## Consegna
Ricopia parola per parola le righe che vanno dalla riga con "person</item>, it would be much appreciated." fino alla riga con "POLYGON ((423 639, 447", quest'ultima compresa. Lascia fuori le immagini.

## Dati forniti
• • •

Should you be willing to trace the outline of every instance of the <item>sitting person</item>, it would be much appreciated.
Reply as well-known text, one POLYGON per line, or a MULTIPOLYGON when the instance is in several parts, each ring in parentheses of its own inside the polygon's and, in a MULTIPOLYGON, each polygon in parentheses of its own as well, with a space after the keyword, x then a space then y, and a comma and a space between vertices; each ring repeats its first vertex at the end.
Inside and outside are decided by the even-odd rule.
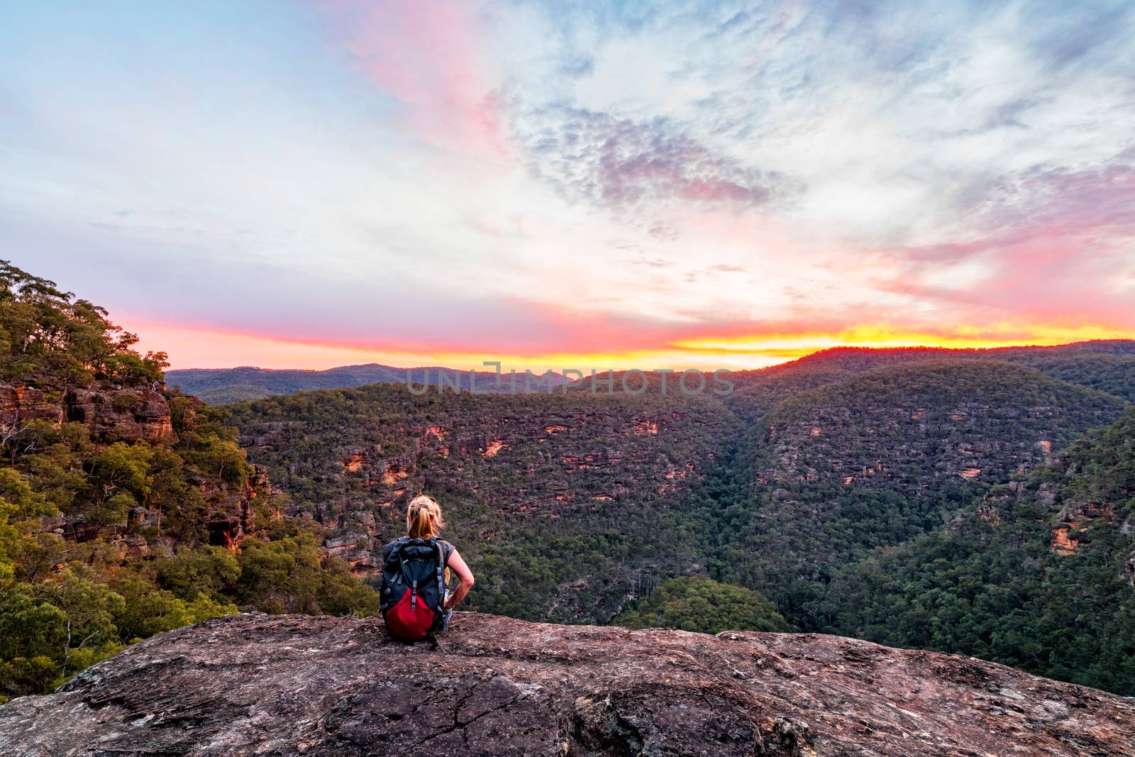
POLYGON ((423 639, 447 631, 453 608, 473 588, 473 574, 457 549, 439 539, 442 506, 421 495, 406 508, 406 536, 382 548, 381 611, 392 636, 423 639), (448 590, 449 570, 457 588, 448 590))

• • •

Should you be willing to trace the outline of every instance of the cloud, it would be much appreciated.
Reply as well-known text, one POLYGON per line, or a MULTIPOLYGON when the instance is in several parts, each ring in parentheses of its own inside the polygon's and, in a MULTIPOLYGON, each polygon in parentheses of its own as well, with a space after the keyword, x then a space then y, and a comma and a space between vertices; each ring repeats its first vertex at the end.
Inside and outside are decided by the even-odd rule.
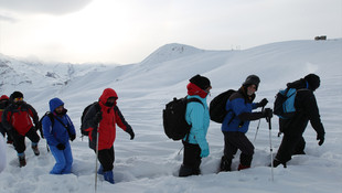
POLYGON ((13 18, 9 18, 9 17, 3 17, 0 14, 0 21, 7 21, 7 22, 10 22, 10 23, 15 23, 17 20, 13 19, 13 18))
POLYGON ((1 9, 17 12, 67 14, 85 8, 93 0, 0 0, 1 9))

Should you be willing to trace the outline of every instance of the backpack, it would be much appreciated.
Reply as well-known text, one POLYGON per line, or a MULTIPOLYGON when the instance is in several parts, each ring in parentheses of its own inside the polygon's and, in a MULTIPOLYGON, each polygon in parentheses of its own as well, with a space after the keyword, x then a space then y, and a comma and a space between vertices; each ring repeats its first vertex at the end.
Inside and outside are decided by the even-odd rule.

• • •

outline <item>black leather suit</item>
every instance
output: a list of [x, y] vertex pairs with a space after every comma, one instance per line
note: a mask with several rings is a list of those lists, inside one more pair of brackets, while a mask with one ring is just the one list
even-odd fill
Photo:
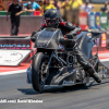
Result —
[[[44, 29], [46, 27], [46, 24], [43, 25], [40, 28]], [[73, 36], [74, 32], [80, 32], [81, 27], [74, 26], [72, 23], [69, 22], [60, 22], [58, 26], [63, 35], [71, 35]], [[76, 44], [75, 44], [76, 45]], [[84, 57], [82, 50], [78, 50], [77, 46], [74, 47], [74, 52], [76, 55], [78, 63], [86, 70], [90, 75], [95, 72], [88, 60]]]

• • •

## Risultato
Should you be willing to trace the outline of every instance of the <item>sitting person</item>, it would be much appreciated.
Reply as well-known text, one POLYGON per line, or a MULTIPOLYGON when the instance is in several parts, each ring in parentheses of its own inside the polygon's and, in a MULTIPOLYGON, each polygon in parentheses of its own as well, with a space after the keyword, x then a space then y, and a comma and a space between vertices; each ring repeats its first vertex at the end.
Inside and outside are decided by the even-odd rule.
POLYGON ((423 639, 447 631, 453 608, 473 588, 473 574, 457 549, 439 539, 442 506, 421 495, 406 508, 406 536, 382 548, 381 611, 392 636, 423 639), (448 590, 449 570, 457 588, 448 590))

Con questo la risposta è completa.